__Records for the exercise__:
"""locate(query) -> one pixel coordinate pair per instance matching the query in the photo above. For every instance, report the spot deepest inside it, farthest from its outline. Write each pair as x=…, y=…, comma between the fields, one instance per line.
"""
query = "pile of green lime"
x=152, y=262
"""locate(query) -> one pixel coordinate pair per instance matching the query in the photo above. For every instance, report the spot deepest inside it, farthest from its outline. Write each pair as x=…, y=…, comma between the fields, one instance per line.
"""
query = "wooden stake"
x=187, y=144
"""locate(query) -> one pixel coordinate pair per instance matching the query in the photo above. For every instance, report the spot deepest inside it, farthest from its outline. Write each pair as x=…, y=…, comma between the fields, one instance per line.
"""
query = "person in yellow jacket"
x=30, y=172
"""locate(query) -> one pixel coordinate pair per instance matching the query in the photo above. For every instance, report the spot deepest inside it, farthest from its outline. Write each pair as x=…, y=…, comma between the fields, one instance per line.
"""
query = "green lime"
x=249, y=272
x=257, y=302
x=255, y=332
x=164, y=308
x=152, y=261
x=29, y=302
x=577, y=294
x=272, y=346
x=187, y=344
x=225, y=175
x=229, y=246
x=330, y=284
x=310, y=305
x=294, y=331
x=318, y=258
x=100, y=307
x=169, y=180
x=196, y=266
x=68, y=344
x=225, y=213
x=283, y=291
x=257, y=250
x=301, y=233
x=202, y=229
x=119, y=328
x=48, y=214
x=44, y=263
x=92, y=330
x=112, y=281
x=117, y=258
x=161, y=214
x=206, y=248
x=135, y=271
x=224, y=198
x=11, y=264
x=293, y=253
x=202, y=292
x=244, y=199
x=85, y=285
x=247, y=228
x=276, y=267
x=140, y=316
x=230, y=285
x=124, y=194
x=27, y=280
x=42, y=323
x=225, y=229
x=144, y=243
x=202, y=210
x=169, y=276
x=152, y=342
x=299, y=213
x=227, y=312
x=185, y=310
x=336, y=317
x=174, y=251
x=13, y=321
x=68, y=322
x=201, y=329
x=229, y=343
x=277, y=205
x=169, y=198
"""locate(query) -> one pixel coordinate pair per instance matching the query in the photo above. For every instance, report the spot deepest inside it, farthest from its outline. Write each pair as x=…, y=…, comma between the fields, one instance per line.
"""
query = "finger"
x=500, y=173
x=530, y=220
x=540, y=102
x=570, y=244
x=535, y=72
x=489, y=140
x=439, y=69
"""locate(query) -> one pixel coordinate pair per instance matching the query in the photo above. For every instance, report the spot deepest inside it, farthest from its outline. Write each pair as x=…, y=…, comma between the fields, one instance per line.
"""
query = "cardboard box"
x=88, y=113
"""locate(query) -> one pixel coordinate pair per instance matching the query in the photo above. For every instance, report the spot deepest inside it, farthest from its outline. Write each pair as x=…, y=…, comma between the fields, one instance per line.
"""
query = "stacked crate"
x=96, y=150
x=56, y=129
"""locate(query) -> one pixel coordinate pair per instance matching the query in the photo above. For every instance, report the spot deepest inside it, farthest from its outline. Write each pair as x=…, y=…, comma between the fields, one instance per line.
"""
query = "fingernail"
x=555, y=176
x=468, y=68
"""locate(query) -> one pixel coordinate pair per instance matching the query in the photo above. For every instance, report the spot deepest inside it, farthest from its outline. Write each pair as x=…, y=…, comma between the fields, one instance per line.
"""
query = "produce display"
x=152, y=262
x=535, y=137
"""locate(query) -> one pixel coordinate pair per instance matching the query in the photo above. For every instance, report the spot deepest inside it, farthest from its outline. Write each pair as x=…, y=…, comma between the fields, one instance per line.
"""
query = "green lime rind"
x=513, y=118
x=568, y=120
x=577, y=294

__Aim of the task__: Rewrite all of these lines with every occurrence of "instance" replaced by "object". Leave everything else unchanged.

__Output for this exercise__:
"""locate(query) -> one pixel coordinate pair per object matching the query in the photo above. For every object, report the spot deepest inside it, farthest from its outline. Write each pair as x=…, y=…, comma between the fields, one object per line.
"""
query = "pile of green lime"
x=152, y=262
"""locate(query) -> one pixel coordinate pair per object matching the query in the photo above. For every object, report the spot deepest inside it, farthest from its outline. Write each pair as x=…, y=…, comma between the fields, one object per line.
"""
query = "wooden stake"
x=187, y=144
"""locate(query) -> one pixel coordinate pair per object matching the query in the photo above. For every object, report the spot deepest inside it, farthest from its outline. Write each pair as x=…, y=…, comma between the fields, one object per line.
"""
query = "person in yellow jacket"
x=30, y=172
"""locate(query) -> one pixel coordinate pair per object matching the query in the photo above. For every object, report the spot deepest inside it, farthest from its outline. Write each pair as x=…, y=…, comma between the fields, one object per line.
"""
query = "green lime"
x=249, y=272
x=257, y=302
x=255, y=332
x=164, y=308
x=152, y=261
x=29, y=302
x=577, y=294
x=272, y=346
x=187, y=344
x=225, y=175
x=229, y=246
x=330, y=284
x=310, y=305
x=294, y=331
x=318, y=258
x=100, y=307
x=169, y=180
x=196, y=266
x=68, y=344
x=225, y=213
x=283, y=291
x=257, y=250
x=301, y=233
x=202, y=229
x=119, y=328
x=48, y=214
x=44, y=263
x=92, y=330
x=112, y=281
x=117, y=258
x=161, y=214
x=206, y=248
x=135, y=271
x=224, y=198
x=11, y=264
x=293, y=253
x=202, y=292
x=244, y=199
x=85, y=285
x=247, y=228
x=276, y=267
x=140, y=316
x=230, y=285
x=124, y=194
x=27, y=280
x=42, y=323
x=225, y=229
x=144, y=243
x=202, y=210
x=169, y=276
x=152, y=342
x=299, y=213
x=227, y=312
x=185, y=310
x=336, y=317
x=174, y=251
x=13, y=321
x=68, y=322
x=201, y=329
x=229, y=343
x=277, y=205
x=169, y=198
"""locate(query) -> one pixel coordinate pair per object matching the query in the photo above. For every object, report the spot deepest inside it, farthest from its outline. Write each pair as x=…, y=…, comma between the fields, one object per line.
"""
query = "finger"
x=500, y=173
x=530, y=220
x=540, y=102
x=570, y=244
x=535, y=72
x=489, y=140
x=439, y=69
"""locate(query) -> one pixel coordinate pair per object matching the query in the photo above. For every object, report the spot deepest inside it, farthest from its outline. Write each pair as x=…, y=…, comma between the fields, one object per line.
"""
query = "cardboard box"
x=88, y=113
"""locate(query) -> one pixel coordinate pair per object matching the query in the photo above. For every object, report the spot deepest inside it, farthest from its outline. Write each pair as x=…, y=…, comma between the fields, one object per line.
"""
query = "stacked crate"
x=96, y=150
x=56, y=129
"""locate(query) -> one pixel coordinate pair per object matching the query in the photo above. For every object, report the spot deepest inside it, farthest from its outline. Write each pair as x=…, y=…, comma between the fields, one object per line.
"""
query = "fingernail"
x=555, y=176
x=468, y=68
"""locate(query) -> one pixel coordinate pair per object matching the query in the photo above. For every object, report the spot deepest inside it, farthest from its outline. Write each pair as x=…, y=…, comma between the fields, one object per line.
"""
query = "produce display"
x=152, y=262
x=535, y=137
"""locate(query) -> one pixel coordinate pair per object matching the query in the photo above. For every object, report the spot deepest inside it, farthest from its outline. Write each pair as x=…, y=…, comma between the fields, one object per line.
"""
query = "green lime rind"
x=513, y=118
x=568, y=120
x=577, y=294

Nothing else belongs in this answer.